# YANG DIPERLUKAN:
Lanjutkan tulisan tentang solusi mengatasi money politic, mulai setelah kalimat terakhirnya.

# KUTIPAN TEKS:
1.4.2. Solusi Mengatasi Money Politic
Kita sebagai masyarakat harus ikut berpartisipasi untuk mengkaji keputusan Mahkamah Konstitusi dalam menyelesaikan kasus-kasus pemillu agar tidak menyimpang dari peraturan hukum yang berlaku. Calon-calon pada pemilu juga harus komitmen untuk benar-benar tidak melakukan praktek money politik dan apabila terbukti melakukan maka seharusnya didiskualifikasi saja.
Bentuk Undang-Undang yang kuat untuk mengantisipasi terjadinya money politic dengan penanganan serius untuk memperbaiki bangsa ini, misalnya membentuk badan khusus independen untuk mengawasai calon-calon pemilu agar menaati peraturan terutama untuk tidak melakukan money politic. Sebaiknya secara transparan dikemukan kepada publik sumber pendanaan kampaye oleh pihak-pihak yang mendanai tersebut. Transparan pula mengungkapkan tujuan mengapa mendanai suatu partai atau perorangan, lalu sebaiknya dibatasi oleh hukum mengenai biaya kampanye agar tidak berlebihan mengeluarkan biaya sehingga terhindar dari tindak pencarian pendanaan yang melanggar Undang-Undang. Misalnya, anggota legislative yang terpilih tersebut membuat peraturan Undang-Undang yang memihak pada pihak-pihak tertentu khususnya pihak yang mendanai partai atau perorangan dalam kampanye tersebut.

# DATA TERSIMPAN:

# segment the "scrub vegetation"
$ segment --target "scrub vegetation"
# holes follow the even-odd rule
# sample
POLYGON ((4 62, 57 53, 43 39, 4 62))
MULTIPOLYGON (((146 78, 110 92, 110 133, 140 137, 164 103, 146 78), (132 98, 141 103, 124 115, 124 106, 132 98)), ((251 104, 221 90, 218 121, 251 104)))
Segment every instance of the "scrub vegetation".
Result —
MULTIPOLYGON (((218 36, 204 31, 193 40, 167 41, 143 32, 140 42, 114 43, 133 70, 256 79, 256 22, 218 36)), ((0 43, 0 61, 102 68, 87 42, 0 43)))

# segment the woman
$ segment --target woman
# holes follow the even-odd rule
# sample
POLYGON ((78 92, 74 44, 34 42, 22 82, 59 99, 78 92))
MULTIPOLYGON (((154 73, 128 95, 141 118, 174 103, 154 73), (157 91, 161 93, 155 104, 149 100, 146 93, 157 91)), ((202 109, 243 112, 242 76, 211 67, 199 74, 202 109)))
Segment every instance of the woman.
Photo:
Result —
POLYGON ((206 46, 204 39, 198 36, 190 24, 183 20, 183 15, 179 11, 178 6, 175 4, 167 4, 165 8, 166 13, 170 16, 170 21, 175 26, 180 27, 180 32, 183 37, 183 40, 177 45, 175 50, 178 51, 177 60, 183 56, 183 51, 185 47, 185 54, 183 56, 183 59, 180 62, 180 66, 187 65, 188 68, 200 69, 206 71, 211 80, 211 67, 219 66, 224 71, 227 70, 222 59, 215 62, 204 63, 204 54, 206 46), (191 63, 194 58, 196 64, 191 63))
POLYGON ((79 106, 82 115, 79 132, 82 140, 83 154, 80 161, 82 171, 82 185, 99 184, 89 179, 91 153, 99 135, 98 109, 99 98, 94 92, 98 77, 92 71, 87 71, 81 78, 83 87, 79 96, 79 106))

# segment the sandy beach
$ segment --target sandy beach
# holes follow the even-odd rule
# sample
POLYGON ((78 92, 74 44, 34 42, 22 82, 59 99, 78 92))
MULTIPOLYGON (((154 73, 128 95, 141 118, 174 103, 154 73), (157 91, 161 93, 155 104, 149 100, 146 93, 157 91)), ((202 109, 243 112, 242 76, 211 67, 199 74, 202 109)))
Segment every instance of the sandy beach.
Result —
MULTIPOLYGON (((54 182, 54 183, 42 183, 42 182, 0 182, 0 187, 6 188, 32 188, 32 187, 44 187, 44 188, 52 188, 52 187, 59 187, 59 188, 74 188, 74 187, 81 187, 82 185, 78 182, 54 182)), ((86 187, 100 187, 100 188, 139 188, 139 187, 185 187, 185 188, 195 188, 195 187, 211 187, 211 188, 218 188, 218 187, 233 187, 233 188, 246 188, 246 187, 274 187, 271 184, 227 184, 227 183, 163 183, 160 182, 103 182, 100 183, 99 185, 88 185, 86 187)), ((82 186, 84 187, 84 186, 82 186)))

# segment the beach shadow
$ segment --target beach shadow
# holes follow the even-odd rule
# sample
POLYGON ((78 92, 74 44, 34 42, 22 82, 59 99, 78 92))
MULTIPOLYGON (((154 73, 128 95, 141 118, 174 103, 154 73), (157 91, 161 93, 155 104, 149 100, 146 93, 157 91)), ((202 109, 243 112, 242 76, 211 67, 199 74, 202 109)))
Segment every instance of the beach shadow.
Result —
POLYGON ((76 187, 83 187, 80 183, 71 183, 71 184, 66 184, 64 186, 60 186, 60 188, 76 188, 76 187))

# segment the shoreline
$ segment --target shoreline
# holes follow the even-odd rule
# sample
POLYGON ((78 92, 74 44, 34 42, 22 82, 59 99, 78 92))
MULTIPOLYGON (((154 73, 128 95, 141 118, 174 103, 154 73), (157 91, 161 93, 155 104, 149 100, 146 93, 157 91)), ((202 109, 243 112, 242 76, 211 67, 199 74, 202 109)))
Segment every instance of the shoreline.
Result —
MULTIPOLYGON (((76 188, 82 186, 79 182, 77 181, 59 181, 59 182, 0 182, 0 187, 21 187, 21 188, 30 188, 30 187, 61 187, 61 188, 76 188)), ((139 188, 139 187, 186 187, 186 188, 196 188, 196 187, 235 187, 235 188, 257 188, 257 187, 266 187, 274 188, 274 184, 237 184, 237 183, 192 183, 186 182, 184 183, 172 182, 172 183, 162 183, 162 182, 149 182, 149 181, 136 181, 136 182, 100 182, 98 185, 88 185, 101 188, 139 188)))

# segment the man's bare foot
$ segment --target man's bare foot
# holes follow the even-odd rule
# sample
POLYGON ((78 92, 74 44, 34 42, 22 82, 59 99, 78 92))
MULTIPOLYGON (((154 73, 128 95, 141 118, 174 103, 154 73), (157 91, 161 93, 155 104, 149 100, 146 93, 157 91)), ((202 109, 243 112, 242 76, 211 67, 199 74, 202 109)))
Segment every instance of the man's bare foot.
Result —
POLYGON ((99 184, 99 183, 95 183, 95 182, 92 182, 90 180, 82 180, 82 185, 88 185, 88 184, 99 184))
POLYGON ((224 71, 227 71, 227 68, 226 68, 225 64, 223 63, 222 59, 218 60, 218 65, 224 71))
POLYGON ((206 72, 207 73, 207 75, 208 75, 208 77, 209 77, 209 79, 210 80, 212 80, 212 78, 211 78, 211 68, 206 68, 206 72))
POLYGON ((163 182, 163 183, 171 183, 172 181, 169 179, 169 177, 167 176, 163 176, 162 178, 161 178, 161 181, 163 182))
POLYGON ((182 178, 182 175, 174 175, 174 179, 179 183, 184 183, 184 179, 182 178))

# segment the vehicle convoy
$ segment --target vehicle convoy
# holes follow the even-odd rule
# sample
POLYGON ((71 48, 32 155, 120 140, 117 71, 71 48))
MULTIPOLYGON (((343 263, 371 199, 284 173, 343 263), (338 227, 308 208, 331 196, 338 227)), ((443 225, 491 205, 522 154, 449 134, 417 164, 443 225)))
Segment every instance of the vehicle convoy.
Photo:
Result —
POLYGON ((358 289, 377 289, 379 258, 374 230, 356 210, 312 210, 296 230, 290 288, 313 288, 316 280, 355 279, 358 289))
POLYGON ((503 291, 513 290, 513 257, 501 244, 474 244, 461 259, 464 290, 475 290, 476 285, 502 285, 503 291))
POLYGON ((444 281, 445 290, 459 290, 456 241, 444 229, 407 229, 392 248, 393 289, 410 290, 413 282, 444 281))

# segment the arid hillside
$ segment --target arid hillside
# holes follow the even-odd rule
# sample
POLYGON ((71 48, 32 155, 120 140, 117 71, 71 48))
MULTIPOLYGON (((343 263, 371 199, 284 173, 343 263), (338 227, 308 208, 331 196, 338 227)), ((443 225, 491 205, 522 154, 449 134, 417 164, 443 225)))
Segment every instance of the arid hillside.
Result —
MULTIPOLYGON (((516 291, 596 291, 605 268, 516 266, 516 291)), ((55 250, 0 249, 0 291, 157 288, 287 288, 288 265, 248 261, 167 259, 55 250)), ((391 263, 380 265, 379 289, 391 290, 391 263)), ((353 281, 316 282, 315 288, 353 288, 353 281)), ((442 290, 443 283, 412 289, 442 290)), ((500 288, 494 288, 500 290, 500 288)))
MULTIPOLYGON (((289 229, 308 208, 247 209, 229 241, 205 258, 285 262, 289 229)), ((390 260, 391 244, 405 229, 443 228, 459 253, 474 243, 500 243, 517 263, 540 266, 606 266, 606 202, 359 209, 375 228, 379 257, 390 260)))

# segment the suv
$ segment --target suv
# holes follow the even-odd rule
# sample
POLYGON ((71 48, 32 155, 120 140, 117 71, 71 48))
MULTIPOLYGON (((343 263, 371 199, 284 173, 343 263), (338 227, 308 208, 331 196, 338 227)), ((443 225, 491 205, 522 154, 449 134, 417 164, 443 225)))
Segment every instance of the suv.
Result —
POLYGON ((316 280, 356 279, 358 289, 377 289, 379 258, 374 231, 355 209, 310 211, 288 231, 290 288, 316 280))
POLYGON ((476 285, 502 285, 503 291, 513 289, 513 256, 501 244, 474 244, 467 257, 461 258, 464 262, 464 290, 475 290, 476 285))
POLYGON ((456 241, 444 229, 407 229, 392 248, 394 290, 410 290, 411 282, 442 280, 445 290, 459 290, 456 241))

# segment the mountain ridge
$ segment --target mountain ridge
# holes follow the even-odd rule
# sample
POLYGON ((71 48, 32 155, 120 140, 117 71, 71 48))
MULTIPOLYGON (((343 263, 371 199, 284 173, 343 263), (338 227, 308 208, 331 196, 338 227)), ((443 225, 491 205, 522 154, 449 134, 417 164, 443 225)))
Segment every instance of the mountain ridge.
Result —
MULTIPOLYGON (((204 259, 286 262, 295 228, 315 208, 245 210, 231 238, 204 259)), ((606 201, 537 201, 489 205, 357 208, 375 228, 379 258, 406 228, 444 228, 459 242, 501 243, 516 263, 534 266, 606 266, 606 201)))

# JAWABAN LATIHAN:
Meningkatkan kesadaran masyarakat merupakan indikator penting untuk memudarkan berkembangnya praktek money politic karena sebagian besar masyarakat hanya memikirkan keuntungan sendiri tanpa menyadari efek yang timbul di masa depan. Praktek money politic dapat menghancurkan masa depan negara ini karena praktek money politic ini akan cukup menguras keuangan suatu partai atau perorangan yang mencalonkan diri pada pemilu sehingga setelah terpilih di pemilu akan memicu niat untuk tindak korupsi. Para pelaku praktek money politic ini memanfaatkan situasi perekonomian rakyat yang semakin sulit sehingga masyarakat jangan mudah tergiur dengan keuntungan yang diterima sementara ini.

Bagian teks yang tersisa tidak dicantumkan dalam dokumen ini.